**** Data to process ****

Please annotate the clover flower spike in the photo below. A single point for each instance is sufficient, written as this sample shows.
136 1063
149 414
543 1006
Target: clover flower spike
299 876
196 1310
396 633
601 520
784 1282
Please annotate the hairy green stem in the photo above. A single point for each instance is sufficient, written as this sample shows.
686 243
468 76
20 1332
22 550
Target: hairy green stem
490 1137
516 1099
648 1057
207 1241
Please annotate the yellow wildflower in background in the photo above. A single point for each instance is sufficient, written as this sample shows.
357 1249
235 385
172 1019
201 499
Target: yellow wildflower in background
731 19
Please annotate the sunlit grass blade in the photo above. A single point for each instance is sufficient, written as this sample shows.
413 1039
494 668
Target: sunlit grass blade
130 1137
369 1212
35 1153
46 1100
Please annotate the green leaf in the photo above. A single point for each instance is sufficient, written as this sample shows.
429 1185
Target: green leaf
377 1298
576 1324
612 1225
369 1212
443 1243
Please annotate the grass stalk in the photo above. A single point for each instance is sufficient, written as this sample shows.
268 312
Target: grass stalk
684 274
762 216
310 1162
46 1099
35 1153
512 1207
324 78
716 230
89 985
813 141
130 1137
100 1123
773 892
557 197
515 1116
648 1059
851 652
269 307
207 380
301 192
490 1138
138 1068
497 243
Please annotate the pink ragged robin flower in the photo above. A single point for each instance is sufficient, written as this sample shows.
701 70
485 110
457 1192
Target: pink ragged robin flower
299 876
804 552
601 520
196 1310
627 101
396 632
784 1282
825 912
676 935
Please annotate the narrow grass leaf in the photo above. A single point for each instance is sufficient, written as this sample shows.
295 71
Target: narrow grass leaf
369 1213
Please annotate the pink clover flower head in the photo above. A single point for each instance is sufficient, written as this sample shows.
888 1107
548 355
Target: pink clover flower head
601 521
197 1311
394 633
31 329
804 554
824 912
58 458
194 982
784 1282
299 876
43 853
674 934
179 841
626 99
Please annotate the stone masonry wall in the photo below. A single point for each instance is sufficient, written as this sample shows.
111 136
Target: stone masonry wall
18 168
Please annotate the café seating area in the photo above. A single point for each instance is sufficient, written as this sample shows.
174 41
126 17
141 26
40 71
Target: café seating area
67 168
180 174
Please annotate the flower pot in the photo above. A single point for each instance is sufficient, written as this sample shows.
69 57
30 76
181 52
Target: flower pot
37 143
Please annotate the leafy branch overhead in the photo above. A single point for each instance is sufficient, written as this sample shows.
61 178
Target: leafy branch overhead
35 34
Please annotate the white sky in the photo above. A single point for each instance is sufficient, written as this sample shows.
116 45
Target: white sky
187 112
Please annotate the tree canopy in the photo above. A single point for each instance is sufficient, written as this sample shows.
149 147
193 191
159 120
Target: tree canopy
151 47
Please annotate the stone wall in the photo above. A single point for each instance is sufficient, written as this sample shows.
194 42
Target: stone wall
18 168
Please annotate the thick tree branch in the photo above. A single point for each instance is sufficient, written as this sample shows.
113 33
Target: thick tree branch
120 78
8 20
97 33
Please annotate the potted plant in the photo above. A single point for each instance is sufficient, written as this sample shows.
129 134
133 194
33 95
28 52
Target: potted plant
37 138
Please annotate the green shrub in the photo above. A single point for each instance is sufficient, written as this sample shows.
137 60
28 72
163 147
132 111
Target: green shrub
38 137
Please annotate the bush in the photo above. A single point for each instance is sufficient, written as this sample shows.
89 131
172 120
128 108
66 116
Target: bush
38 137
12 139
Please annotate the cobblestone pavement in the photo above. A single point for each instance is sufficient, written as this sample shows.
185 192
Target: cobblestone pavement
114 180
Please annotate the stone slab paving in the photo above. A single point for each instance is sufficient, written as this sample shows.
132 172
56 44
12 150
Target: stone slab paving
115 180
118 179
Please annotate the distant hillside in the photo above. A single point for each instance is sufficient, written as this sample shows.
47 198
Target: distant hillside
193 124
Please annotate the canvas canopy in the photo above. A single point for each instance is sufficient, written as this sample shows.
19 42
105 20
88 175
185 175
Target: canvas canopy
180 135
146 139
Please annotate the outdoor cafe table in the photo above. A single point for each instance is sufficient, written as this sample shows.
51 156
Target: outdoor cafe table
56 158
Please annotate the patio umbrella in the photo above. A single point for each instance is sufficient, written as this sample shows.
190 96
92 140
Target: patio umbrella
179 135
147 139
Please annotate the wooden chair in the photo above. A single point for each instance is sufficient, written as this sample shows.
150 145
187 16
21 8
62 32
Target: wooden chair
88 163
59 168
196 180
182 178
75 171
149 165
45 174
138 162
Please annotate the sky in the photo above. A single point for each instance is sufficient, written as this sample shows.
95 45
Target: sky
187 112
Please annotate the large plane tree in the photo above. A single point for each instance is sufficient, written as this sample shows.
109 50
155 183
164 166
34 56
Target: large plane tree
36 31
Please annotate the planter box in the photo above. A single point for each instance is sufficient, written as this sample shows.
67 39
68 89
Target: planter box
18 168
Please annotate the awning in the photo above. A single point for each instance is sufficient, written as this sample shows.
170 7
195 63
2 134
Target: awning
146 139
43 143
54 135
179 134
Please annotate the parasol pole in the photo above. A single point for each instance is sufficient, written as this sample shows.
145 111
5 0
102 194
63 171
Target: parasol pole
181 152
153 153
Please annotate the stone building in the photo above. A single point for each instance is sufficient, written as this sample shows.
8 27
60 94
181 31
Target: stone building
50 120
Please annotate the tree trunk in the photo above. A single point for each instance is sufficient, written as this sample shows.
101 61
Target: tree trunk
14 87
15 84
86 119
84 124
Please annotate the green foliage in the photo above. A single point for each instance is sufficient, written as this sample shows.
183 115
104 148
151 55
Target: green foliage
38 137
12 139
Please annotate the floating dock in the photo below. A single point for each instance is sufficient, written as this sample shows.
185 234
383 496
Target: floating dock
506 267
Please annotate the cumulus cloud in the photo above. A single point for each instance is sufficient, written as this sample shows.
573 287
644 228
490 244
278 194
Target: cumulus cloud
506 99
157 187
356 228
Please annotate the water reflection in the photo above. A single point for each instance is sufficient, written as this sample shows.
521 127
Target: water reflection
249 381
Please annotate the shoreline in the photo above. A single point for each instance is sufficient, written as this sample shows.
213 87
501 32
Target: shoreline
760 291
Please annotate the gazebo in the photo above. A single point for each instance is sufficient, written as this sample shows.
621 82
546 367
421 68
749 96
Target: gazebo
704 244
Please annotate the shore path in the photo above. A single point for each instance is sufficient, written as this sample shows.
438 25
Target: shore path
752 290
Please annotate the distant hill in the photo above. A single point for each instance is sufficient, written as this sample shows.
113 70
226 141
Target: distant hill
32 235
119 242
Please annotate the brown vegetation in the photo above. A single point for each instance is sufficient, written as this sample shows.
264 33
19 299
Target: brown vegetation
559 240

****

Find the line that contains "Please annotate the gazebo" in the listing above. Retype it and every line after it up to the last, exactly, and nothing else.

Please annotate the gazebo in the photo above. A single point for each instance is sufficient, written as this sample shows.
621 82
546 367
421 68
749 96
Target: gazebo
704 244
Please annotate the shore path in the photo above. A single point for each instance is sufficient, written as this sample shows.
438 25
Target: shore path
752 290
Please annotate the distant hill in the photo above. A single point for each instance is sufficient, written as this sample shows.
113 70
226 141
Target: distant hill
32 235
119 242
Please annotate the brown vegetation in the photo above. A single point for each instance is sufficient, written as this sample shows.
264 33
19 299
Target: brown vegetation
559 240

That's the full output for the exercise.